## [Problem]
Reproduce verbatim every line from the one containing "the man's arm" through the one containing "95 75 180 202", including both of those lines, and nothing else from the rows.

## [Records to use]
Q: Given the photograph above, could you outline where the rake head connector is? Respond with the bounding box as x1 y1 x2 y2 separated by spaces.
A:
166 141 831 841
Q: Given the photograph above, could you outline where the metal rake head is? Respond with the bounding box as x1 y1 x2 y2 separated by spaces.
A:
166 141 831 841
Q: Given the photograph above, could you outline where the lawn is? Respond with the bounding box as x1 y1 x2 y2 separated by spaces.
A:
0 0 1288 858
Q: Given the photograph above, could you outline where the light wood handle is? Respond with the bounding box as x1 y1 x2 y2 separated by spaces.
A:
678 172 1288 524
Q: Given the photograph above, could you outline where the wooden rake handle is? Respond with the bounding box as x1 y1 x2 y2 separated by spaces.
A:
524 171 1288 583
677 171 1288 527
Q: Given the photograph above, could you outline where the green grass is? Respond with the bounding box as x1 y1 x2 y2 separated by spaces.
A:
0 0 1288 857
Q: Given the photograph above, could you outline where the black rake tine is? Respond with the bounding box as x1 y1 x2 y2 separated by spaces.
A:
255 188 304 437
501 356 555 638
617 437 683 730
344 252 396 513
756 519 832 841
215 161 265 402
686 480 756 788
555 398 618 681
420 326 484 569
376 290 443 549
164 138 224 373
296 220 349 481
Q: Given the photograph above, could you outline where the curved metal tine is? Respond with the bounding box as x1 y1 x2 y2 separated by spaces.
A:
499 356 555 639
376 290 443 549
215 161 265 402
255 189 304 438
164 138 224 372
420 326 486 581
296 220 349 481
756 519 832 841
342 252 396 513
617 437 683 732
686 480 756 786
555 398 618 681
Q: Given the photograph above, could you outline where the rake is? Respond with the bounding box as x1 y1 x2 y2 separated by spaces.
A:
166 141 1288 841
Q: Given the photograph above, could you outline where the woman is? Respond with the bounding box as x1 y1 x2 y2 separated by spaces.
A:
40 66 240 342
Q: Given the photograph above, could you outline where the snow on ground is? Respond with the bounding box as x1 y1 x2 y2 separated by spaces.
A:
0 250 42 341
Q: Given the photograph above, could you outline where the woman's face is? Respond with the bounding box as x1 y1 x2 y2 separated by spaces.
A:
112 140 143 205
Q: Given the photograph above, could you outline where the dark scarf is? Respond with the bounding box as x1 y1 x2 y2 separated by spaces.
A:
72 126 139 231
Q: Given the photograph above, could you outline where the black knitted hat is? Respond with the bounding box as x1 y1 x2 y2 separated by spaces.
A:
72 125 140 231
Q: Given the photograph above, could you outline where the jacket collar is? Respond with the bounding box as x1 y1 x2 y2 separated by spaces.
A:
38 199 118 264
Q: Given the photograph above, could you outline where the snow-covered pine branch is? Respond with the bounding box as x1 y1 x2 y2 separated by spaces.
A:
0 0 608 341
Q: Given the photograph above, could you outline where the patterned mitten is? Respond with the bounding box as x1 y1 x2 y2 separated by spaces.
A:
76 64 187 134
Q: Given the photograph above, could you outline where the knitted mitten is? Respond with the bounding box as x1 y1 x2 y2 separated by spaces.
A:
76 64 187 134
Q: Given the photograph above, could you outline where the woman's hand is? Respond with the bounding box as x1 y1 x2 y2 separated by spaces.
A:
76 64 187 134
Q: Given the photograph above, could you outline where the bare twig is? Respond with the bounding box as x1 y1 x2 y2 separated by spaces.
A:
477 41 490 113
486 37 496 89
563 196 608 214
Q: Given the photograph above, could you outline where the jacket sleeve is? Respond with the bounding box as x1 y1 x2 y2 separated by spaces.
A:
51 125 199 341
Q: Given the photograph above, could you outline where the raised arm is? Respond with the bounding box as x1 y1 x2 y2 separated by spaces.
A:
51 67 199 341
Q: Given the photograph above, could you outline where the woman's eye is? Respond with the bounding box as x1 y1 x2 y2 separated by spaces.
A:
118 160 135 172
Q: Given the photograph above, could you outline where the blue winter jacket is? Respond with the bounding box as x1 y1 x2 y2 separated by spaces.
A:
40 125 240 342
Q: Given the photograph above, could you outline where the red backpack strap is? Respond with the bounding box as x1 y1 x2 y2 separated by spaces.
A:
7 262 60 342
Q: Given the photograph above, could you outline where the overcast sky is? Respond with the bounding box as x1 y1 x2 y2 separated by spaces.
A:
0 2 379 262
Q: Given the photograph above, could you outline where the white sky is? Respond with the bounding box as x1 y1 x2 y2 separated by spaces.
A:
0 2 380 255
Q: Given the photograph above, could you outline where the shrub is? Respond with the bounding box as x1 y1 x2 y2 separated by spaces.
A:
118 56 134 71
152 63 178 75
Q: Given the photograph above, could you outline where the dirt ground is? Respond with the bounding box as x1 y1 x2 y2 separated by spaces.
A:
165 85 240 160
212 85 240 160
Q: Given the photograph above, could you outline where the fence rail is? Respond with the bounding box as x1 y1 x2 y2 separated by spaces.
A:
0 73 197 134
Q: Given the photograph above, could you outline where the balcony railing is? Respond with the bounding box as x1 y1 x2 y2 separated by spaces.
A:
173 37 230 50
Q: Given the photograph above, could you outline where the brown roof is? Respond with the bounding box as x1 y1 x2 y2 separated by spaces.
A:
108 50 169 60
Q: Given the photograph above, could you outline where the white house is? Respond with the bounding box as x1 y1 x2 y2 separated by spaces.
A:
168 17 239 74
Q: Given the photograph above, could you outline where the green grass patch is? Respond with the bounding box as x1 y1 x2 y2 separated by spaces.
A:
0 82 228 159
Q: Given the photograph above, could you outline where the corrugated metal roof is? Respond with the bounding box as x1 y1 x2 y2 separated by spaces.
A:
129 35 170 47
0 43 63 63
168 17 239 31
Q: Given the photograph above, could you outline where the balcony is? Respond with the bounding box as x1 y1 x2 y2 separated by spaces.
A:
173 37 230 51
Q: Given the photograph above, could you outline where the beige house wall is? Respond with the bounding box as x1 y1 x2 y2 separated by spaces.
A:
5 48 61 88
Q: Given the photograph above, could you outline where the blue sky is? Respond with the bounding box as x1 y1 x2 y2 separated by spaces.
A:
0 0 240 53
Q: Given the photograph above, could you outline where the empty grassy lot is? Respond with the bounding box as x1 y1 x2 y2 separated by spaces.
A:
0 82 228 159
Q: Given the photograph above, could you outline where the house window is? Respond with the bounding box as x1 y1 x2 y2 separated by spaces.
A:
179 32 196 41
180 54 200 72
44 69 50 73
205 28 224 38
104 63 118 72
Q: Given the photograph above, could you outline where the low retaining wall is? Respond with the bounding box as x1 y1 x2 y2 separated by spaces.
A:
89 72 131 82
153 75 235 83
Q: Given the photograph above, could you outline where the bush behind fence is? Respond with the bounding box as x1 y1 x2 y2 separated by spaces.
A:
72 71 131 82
---
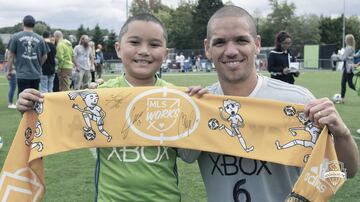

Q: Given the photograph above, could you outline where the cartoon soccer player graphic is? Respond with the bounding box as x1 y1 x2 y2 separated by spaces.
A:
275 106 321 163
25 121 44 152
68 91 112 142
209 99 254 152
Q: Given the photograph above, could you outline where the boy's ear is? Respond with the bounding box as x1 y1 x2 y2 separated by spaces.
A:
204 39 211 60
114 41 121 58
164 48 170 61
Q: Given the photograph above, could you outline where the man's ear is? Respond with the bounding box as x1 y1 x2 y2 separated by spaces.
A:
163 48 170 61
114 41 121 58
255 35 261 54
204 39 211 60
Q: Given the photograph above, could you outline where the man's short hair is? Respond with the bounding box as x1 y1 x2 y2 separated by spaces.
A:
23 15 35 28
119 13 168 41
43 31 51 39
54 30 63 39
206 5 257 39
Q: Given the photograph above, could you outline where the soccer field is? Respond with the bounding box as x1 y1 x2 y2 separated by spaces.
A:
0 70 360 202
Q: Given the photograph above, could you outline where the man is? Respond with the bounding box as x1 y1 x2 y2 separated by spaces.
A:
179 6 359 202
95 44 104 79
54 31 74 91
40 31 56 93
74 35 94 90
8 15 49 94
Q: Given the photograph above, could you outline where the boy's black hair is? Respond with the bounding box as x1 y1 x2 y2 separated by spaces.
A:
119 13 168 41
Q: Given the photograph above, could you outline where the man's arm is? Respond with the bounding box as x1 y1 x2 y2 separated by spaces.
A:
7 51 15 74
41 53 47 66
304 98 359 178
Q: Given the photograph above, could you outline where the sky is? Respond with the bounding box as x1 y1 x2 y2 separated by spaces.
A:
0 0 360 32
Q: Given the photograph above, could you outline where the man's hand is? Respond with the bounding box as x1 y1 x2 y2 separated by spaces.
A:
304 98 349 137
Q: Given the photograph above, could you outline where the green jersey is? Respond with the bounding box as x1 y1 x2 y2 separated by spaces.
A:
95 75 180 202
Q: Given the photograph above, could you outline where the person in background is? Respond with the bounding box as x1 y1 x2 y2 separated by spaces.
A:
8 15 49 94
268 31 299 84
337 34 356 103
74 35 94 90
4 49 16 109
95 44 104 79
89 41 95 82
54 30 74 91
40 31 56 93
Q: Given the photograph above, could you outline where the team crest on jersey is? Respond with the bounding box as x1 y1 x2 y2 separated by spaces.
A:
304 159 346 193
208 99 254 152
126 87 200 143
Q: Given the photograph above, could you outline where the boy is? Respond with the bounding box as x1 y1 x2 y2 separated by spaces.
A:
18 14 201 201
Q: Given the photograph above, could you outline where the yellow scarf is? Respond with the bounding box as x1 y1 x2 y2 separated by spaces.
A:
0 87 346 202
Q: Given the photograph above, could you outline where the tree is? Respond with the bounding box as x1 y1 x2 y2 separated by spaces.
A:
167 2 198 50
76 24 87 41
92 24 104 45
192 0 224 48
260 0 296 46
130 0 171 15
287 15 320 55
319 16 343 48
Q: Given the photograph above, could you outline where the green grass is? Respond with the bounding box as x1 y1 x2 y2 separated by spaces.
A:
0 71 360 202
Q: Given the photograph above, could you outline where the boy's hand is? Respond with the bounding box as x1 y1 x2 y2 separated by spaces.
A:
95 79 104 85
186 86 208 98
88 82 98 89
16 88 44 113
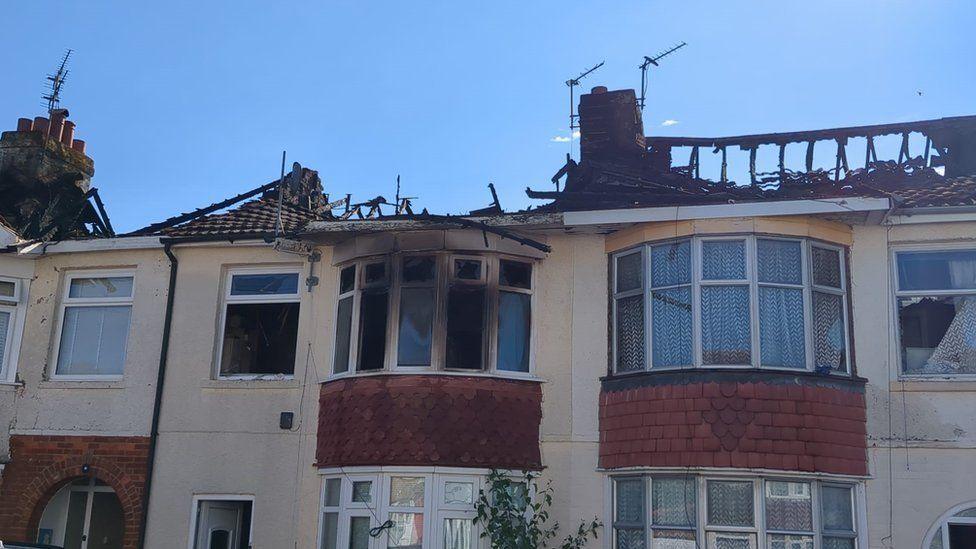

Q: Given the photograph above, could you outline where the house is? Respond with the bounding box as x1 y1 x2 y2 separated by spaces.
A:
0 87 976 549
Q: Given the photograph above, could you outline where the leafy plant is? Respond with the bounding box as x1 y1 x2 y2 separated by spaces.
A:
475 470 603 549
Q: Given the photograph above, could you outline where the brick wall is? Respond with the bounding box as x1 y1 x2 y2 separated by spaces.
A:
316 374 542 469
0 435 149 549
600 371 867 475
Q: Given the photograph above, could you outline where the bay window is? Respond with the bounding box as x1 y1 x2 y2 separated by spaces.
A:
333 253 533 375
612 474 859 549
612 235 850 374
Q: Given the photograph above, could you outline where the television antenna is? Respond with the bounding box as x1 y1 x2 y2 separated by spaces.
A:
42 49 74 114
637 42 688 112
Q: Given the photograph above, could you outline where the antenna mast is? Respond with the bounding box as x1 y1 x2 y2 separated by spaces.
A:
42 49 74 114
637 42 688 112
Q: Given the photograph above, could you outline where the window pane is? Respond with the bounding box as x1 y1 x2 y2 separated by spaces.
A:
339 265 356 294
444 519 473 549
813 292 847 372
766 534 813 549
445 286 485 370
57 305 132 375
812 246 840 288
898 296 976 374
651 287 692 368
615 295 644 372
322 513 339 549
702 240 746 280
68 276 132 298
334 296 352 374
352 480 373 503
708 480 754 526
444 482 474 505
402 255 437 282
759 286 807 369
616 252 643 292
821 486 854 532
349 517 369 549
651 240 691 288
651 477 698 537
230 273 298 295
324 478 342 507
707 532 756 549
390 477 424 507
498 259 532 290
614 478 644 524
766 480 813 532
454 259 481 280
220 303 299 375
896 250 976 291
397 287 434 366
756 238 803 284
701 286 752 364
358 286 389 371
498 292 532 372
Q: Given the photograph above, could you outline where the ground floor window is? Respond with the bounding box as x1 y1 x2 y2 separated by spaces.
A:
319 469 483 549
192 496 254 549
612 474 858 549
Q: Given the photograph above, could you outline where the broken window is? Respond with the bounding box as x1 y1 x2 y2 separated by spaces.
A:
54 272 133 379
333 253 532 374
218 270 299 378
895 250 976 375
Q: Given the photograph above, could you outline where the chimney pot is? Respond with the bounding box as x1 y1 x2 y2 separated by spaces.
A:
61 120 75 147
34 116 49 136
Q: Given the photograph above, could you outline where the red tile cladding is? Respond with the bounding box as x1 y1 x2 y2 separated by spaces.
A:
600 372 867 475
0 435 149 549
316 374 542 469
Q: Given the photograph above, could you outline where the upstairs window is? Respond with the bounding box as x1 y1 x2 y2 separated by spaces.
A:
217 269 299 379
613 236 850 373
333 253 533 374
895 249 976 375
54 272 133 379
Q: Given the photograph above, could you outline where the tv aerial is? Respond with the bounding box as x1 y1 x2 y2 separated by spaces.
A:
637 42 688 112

## [Answer to this task]
Q: Given the photograph above, could you outline where the man's arm is? Respond with the bounding box as x1 y1 x2 y2 separated by spaces.
A:
7 51 15 74
41 53 47 66
304 98 359 178
Q: Given the photograph above, could you outline where the sky is? Respond with the bounding box as x1 y1 x2 y2 separated by spaces.
A:
0 0 360 32
Q: Given the photograph above, could you outline where the man's hand is? Respond with the bounding box as x1 y1 x2 y2 separated by spaces.
A:
304 98 349 137
Q: Given the photograph above, could you outline where the green jersey is? Respond with the bounding box as x1 y1 x2 y2 separated by spaces.
A:
95 75 180 202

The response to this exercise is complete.